### Dataset entries:
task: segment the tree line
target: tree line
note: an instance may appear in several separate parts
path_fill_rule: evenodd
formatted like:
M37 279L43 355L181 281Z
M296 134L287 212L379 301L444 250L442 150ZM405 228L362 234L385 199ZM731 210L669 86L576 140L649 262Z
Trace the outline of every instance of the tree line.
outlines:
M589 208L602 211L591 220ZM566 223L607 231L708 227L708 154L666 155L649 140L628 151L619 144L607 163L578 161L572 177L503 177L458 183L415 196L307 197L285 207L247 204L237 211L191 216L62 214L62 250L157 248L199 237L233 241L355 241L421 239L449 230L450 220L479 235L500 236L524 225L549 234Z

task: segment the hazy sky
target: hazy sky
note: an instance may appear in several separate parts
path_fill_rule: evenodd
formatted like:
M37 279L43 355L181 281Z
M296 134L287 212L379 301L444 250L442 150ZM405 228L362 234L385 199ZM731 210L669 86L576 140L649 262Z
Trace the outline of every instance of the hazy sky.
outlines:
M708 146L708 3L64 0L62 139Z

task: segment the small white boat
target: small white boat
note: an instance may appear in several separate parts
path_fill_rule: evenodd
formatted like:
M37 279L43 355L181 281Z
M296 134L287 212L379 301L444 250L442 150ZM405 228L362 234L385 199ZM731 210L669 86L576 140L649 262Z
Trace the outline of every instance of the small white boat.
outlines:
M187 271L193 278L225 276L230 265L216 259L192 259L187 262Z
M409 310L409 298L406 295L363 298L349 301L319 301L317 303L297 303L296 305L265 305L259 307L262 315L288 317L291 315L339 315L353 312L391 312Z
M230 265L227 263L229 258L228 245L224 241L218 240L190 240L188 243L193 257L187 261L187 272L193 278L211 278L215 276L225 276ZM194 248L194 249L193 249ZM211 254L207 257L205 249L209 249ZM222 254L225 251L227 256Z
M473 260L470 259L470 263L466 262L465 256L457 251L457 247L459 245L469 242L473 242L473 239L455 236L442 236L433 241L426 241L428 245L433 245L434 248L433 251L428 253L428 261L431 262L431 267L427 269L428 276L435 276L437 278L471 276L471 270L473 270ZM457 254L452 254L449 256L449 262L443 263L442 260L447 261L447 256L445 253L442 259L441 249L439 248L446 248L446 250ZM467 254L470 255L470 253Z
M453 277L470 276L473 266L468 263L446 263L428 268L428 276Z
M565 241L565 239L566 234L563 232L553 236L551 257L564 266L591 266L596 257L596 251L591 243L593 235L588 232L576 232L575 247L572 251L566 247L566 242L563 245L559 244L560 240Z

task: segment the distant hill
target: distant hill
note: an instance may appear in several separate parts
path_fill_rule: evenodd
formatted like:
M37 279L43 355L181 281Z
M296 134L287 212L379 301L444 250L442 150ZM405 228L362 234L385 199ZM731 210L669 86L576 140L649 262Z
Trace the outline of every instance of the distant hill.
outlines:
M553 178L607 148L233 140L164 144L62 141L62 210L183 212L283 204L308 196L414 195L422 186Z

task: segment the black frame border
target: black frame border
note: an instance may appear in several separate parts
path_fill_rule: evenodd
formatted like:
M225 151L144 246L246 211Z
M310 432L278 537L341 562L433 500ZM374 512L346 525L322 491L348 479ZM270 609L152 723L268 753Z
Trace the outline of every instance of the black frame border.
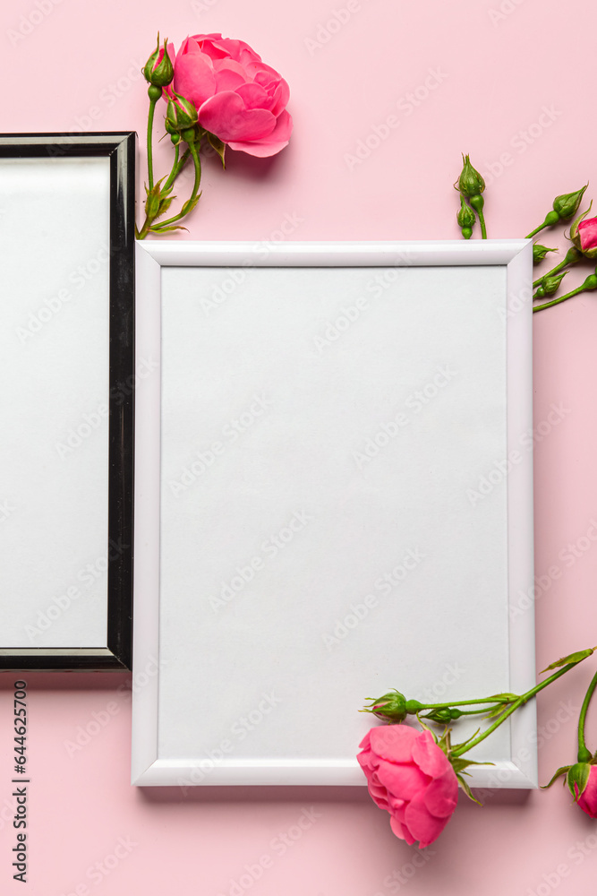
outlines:
M102 648L0 647L0 670L127 671L132 664L136 134L0 134L2 159L64 156L110 160L107 642Z

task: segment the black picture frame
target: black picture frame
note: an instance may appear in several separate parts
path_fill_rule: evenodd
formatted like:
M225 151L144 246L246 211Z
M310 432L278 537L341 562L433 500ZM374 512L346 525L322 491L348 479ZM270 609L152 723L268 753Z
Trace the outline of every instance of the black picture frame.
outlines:
M134 132L0 134L0 163L10 159L47 159L51 165L55 159L89 157L103 157L109 163L108 494L105 561L107 568L104 575L106 584L102 584L107 600L105 643L5 646L0 628L0 669L125 671L132 668L136 134ZM27 202L27 197L23 201ZM22 239L28 238L23 229ZM64 251L69 252L68 245L64 245ZM103 339L107 342L105 334ZM4 388L10 389L10 383L4 383ZM105 507L102 513L105 513ZM118 549L110 549L115 545ZM11 595L3 594L2 590L0 594L4 614L18 612Z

### Task instructions:
Can you update the whole listing above so that every "evenodd" becomes "nonzero", with everything else unchanged and the pictures left out?

### Solution for this task:
task: segment the tree line
target: tree line
note: an instance may appear in several separate parts
path_fill_rule: nonzero
formatted like:
M37 279L43 355L181 281Z
M296 134L287 212L379 301L444 250L442 150ZM405 228L362 234L385 199ZM731 210L669 86L576 140L649 262Z
Trace the outline of every instance of the tree line.
outlines:
M589 208L602 211L591 220ZM566 223L607 231L708 227L708 154L666 155L649 140L628 151L619 144L607 163L578 161L572 177L503 177L458 183L415 196L307 197L285 207L247 204L237 211L191 216L62 214L62 250L157 248L199 237L233 241L355 241L421 239L449 230L450 220L479 235L500 236L524 225L549 234Z

task: segment the hazy sky
target: hazy sky
note: an instance may appear in several separate parts
path_fill_rule: nonzero
formatted like:
M37 279L43 355L181 281Z
M296 134L287 212L379 301L444 250L442 150ZM405 228L362 234L385 199ZM731 210L669 86L576 140L649 262Z
Trace the outline of every instance of the hazy sky.
outlines:
M708 146L708 3L64 0L62 139Z

task: segment the small white boat
target: small white boat
note: an instance may appear in several separate parts
path_fill_rule: nonzero
formatted like:
M37 279L43 355L181 281Z
M296 134L287 212L379 301L444 250L442 150ZM405 228L362 234L385 199ZM731 210L669 86L576 140L649 262Z
Trace the outline of every instance of the small white boat.
outlines:
M187 271L193 278L225 276L230 265L216 259L192 259L187 262Z
M409 310L409 298L406 295L363 298L349 301L319 301L317 303L297 303L296 305L265 305L259 307L262 315L288 317L291 315L339 315L353 312L391 312Z
M230 265L227 263L229 258L228 245L224 241L218 240L190 240L188 243L193 257L187 261L187 272L193 278L211 278L215 276L225 276ZM194 248L194 249L193 249ZM211 254L207 257L205 249L209 249ZM222 254L225 251L227 256Z
M473 260L470 259L470 263L466 262L465 256L457 251L457 247L459 245L469 242L473 242L473 239L455 236L442 236L433 241L426 241L428 245L433 245L434 248L433 251L428 253L428 261L431 262L431 267L427 269L428 276L435 276L437 278L471 276L471 270L473 270ZM457 254L452 254L449 256L449 262L443 263L442 260L447 261L447 256L445 253L442 259L441 249L439 248L446 248L446 250ZM467 254L470 255L470 253Z
M453 277L470 276L473 266L468 263L446 263L428 268L428 276Z
M565 241L565 239L566 234L563 232L553 236L551 257L564 266L591 266L596 257L596 251L591 243L593 235L588 232L576 232L575 247L572 251L566 247L566 242L563 245L559 244L560 240Z

task: segment the distant hill
target: distant hill
note: an instance may appear in several separate parts
path_fill_rule: nonzero
formatted like:
M37 279L43 355L181 281Z
M296 134L287 212L379 301L444 250L442 150ZM405 228L362 234L385 199ZM731 210L669 86L576 140L649 262Z
Trace the outline of every instance of the distant hill.
outlines:
M553 178L607 148L233 140L164 144L62 141L62 210L183 212L283 204L308 196L414 195L422 186Z

task: segment the black frame border
target: black frame border
note: an instance may appear in several separate parts
path_fill_rule: nonzero
formatted like:
M225 151L144 246L246 211Z
M310 432L278 537L341 562L433 500ZM374 512L346 525L322 491L348 479ZM270 609L152 723L268 753Z
Trace the outline of every instance of the black frame border.
outlines:
M102 648L0 647L0 670L127 671L132 664L136 134L0 134L2 159L64 156L110 160L107 642Z

task: segment the black picture frame
target: black picture frame
note: an instance may appear in several separate parts
path_fill_rule: nonzero
formatted like:
M225 151L144 246L246 211Z
M310 432L278 537L341 562L433 500ZM374 512L346 525L322 491L348 479ZM270 609L152 723L268 753Z
Trace the outline of every instance of the black picture frame.
outlines:
M134 132L0 134L0 163L10 159L47 159L51 165L55 159L89 157L103 157L109 163L108 494L105 561L107 568L104 575L106 584L102 584L107 600L105 643L5 646L0 628L0 669L125 671L132 668L136 134ZM27 202L27 197L23 201ZM22 239L28 238L23 229ZM64 251L69 252L68 245L64 245ZM103 339L107 342L105 334ZM4 388L10 389L10 383L4 383ZM105 507L102 513L105 513ZM118 549L110 549L115 545ZM11 595L3 594L2 590L0 594L4 614L18 612Z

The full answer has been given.